Article:

- - - -

RE: UTF-8 BOM FAQ from Martin Duerst on 2003-11-18 (public-i18n-geo@w3.org from November 2003)

From: Martin Duerst <duerst@w3.org>
Date: Mon, 17 Nov 2003 23:21:37 -0500
To: <ishida@w3.org>, <public-i18n-geo@w3.org>
Message-Id: <4.2.0.58.J.20031117215517.05cc15b8@localhost>
Hello Richard, Deborah,

Very good work. Some comments below.

At 08:01 03/11/17 +0000, Richard Ishida wrote:

>Deborah's FAQ is at
>http://www.w3.org/International/questions/qa-utf8-bom.html

I would like to change the question from:
"When I'm using a UTF-8 encoding, why does an extra line appear at the top 
of my web page, and how do I remove it?"
to
"When I'm using a UTF-8 encoding, why may an extra line appear at the top 
of my web page, and how do I remove it?"

(i.e. change from 'does' to 'may')

I think it's important we don't give, in one way or another,
the impression that there is something wrong with UTF-8.

Answer, second paragraph: It's not clear to me whether 'interpreting
UTF-8 correctly' refers to "interpreting the file as being encoded
in UTF-8", or "interpreting the BOM correctly (i.e. not showing it)".

"Latin 1 ISO 8859-1 character encoding": use clearer terminology

"hexadecimal byte values" -> "byte values in hexadecimal notation"

"remove the extraneous characters, which represent the UTF-8 signature"
-> "remove the extraneous bytes, which represent the UTF-8 signature"

Background: the first paragraph says the BOM is a sequence of bytes.
the second paragraph says it's a character.

"In UTF-16 and UTF-32 encodings": If the reader hasn't got the message
that we are speaking about encodings, we probably need do fix something
earlier on. Please change to "UTF-16 and UTF-32" (several similar cases).

"Each character in the file is composed of 2 to 4 bytes of data":
probably better to replace 'composed of' with 'represented by'.

- - - -

Dataset entries:
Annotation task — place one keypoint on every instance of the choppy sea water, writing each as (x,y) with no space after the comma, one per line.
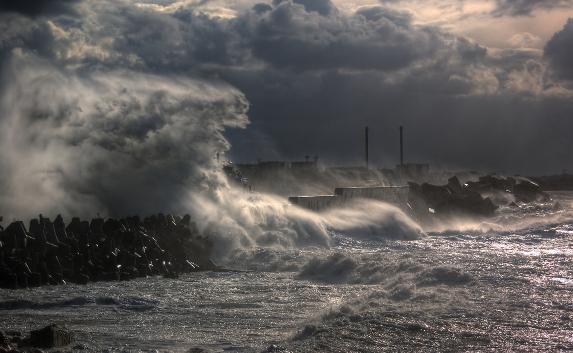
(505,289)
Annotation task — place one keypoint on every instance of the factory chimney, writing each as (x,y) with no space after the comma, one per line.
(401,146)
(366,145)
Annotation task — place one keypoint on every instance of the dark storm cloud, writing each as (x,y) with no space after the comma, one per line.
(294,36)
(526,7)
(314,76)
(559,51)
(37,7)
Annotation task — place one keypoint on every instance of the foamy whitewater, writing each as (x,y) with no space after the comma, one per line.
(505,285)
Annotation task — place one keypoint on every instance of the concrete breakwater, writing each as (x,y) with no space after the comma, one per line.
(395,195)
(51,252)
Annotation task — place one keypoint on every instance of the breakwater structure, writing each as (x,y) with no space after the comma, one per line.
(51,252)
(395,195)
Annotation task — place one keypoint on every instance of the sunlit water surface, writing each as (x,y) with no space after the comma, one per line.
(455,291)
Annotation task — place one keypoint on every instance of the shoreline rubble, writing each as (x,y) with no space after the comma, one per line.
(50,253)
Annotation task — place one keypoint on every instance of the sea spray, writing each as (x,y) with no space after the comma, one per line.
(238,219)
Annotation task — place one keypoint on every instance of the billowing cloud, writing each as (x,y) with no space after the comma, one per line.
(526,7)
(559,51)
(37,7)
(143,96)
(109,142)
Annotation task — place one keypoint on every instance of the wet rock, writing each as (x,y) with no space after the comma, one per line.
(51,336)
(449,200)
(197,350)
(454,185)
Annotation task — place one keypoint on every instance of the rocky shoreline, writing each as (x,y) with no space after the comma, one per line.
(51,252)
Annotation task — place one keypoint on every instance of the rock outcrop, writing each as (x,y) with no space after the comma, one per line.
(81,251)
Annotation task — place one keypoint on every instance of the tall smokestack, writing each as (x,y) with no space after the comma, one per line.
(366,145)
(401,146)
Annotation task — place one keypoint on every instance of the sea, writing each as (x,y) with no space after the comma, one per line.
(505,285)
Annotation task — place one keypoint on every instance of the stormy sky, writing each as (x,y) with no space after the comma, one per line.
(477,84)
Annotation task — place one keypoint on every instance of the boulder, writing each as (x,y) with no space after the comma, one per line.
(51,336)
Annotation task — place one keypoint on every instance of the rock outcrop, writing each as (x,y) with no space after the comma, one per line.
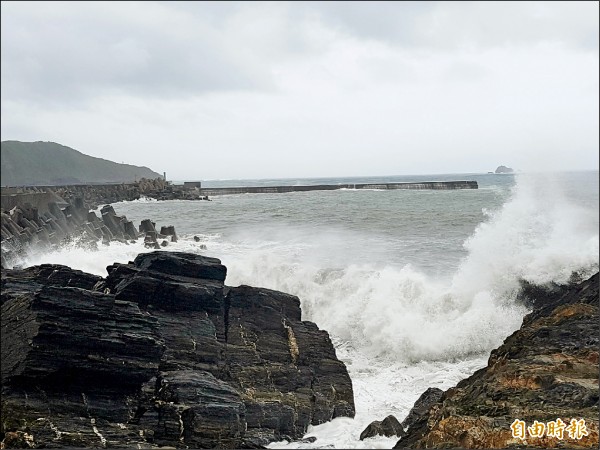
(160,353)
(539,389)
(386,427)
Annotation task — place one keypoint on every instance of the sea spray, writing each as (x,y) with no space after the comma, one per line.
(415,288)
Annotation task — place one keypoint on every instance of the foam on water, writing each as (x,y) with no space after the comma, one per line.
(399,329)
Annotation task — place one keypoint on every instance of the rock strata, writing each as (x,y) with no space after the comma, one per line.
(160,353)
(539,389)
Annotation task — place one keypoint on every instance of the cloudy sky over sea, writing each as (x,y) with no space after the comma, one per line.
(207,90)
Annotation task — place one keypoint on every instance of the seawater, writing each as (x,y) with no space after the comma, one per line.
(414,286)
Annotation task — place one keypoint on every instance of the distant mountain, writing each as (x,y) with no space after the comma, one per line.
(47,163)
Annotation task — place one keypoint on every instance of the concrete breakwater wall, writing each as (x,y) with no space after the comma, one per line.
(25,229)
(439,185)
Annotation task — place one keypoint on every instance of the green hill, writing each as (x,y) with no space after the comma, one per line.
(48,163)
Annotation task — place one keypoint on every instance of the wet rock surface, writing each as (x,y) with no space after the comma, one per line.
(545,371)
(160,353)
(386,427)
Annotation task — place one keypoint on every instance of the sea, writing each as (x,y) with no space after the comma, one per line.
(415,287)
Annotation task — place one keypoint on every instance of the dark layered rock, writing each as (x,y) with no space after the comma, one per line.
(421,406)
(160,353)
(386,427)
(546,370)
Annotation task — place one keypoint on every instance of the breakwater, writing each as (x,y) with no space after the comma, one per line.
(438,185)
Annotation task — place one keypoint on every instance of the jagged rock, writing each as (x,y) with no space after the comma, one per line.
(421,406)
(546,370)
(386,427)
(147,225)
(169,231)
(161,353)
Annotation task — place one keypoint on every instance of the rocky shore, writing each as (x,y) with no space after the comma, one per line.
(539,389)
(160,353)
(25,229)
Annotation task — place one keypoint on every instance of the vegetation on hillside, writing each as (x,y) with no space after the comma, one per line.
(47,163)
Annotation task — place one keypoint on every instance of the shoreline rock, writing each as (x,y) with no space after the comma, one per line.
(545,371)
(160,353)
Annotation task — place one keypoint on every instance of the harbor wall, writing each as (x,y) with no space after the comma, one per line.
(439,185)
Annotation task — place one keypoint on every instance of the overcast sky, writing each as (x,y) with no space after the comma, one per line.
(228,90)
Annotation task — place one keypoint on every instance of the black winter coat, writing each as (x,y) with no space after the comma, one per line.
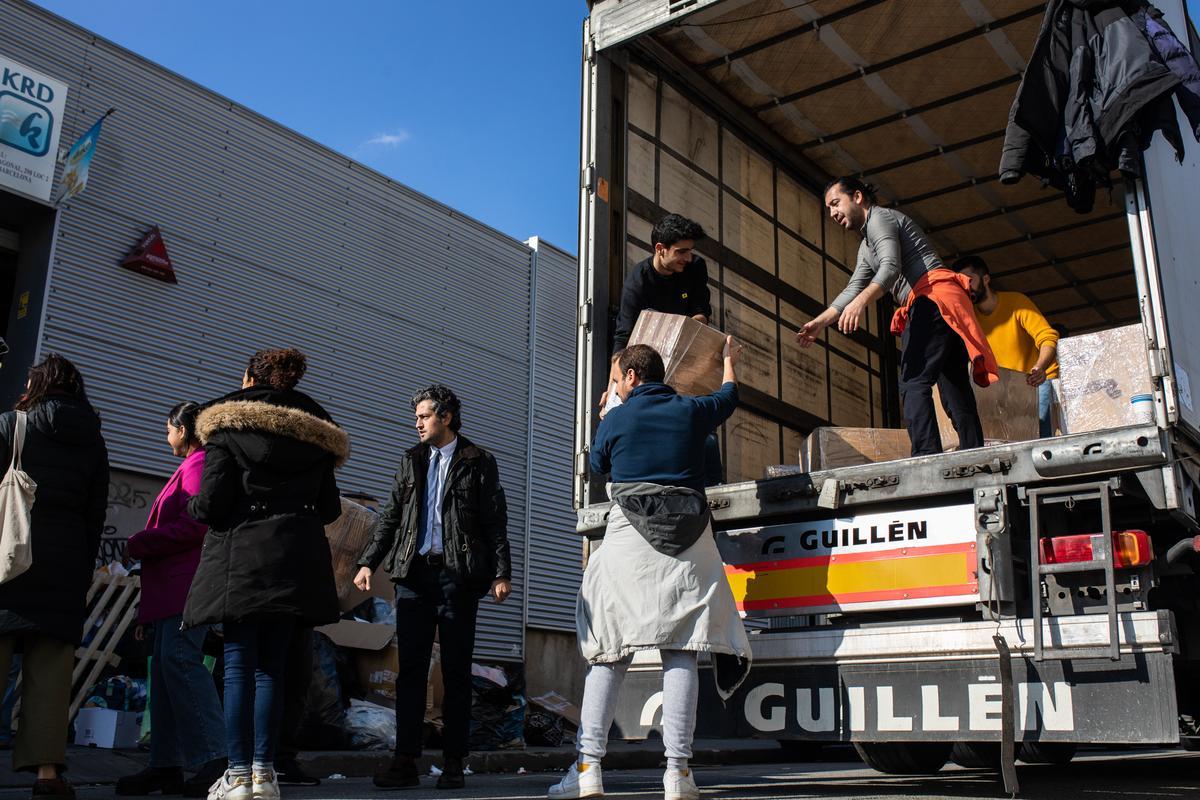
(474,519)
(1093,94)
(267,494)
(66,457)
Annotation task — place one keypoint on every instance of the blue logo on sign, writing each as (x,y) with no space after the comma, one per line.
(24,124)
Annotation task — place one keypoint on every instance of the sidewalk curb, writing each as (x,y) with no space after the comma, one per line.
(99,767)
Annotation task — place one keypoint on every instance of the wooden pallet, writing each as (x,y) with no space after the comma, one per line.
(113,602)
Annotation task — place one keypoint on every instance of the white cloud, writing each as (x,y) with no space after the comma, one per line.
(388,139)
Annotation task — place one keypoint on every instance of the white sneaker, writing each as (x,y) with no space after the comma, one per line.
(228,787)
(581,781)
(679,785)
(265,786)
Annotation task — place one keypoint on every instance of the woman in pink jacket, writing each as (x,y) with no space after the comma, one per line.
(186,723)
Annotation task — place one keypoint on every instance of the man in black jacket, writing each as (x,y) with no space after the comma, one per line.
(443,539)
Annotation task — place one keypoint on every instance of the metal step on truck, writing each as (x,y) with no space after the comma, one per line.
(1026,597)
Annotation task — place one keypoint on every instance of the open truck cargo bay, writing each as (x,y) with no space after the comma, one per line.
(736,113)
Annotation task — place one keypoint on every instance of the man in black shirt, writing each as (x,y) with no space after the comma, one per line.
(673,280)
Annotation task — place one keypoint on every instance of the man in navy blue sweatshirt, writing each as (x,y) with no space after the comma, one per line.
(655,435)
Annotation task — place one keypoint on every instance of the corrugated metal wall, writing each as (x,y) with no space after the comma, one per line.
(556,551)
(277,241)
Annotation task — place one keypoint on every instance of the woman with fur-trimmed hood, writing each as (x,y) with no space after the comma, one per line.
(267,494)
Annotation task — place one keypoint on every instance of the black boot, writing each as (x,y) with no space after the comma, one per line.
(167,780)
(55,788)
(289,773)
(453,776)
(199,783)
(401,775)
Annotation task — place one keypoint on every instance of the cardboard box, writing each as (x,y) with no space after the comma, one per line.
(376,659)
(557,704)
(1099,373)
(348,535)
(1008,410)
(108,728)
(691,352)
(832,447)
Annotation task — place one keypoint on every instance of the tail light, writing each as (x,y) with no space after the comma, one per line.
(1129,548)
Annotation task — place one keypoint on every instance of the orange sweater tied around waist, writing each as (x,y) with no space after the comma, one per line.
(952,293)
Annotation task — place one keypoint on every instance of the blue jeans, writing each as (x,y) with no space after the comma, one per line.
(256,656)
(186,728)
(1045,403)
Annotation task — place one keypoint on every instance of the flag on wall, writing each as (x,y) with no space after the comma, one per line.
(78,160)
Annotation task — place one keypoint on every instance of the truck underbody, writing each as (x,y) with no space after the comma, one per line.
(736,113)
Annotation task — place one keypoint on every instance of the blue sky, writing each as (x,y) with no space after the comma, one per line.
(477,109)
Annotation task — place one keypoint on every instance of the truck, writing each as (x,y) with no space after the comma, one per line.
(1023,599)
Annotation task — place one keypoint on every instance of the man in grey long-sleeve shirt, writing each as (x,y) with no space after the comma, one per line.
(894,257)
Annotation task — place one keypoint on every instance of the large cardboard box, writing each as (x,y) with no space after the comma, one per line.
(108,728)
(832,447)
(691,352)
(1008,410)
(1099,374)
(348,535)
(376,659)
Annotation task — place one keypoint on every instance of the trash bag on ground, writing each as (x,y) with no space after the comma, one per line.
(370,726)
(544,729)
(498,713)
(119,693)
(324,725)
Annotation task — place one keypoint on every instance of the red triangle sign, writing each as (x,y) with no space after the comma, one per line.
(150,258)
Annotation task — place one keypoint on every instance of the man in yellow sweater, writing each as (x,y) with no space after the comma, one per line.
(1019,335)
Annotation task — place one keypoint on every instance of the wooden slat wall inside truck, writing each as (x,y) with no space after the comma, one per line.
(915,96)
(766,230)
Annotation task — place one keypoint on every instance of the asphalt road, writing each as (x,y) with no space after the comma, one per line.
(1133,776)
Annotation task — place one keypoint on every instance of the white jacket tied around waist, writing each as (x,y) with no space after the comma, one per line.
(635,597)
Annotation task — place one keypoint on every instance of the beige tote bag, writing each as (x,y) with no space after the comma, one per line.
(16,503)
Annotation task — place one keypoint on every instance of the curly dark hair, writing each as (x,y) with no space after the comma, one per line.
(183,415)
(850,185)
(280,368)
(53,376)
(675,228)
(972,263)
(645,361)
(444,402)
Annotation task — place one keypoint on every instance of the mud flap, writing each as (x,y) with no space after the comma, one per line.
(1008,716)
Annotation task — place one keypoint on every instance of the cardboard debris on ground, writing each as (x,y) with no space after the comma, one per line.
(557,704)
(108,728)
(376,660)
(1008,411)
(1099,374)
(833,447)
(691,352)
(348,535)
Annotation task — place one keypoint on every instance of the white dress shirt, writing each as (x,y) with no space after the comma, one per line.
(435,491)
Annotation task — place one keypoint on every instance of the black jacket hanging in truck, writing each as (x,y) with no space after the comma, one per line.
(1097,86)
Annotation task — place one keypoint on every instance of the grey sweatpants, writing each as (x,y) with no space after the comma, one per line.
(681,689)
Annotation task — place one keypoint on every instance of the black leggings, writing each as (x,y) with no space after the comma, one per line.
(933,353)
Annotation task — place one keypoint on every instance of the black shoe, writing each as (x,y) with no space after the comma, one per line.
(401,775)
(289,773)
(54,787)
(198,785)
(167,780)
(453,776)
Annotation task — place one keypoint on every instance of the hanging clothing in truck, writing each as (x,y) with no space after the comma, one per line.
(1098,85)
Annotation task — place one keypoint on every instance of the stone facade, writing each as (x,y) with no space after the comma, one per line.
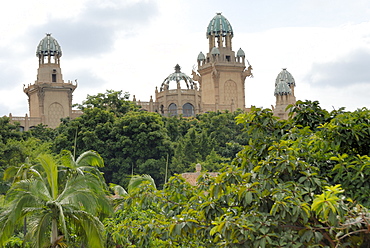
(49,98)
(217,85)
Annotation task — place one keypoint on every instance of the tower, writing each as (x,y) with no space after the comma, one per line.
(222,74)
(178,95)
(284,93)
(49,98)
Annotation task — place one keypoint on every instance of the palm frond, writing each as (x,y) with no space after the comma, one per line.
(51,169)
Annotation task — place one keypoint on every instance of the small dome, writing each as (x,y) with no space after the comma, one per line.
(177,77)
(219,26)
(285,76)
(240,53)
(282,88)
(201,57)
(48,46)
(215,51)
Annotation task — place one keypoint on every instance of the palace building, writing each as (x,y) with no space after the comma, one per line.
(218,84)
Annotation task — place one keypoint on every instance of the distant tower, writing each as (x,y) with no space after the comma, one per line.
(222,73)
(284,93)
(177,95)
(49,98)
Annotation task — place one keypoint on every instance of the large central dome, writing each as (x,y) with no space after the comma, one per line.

- - - -

Pick up the UTF-8 BOM FAQ reply after its last comment and carry on writing it. The items stand apart from the UTF-8 BOM FAQ reply.

"You will find that Windows Notepad  and Helios Textpad will":
Are there others? Do we know that there are no others? Word as
"some text editors such as ...".

"Cutting and pasting UTF-8 text between different applications can have
unexpected results, even if both applications are nominally UTF-8 aware."
Can we be more specific here? Otherwise, that is more confusing than helpful.

Regards,    Martin.


>RI
>
>============
>Richard Ishida
>W3C
>
>contact info: http://www.w3.org/People/Ishida/
>
>http://www.w3.org/International/
>http://www.w3.org/International/geo/
>
>W3C Internationalization FAQs
>http://www.w3.org/International/questions.html
>RSS feed: http://www.w3.org/International/questions.rss
>
>
>
> > -----Original Message-----
> > From: public-i18n-geo-request@w3.org
> > [mailto:public-i18n-geo-request@w3.org] On Behalf Of Richard Ishida
> > Sent: 17 November 2003 07:59
> > To: 'Deborah Cawkwell'; public-i18n-geo@w3.org
> > Subject: RE: UTF-8 BOM FAQ
> >
> >
> >
> > Thanks Deborah !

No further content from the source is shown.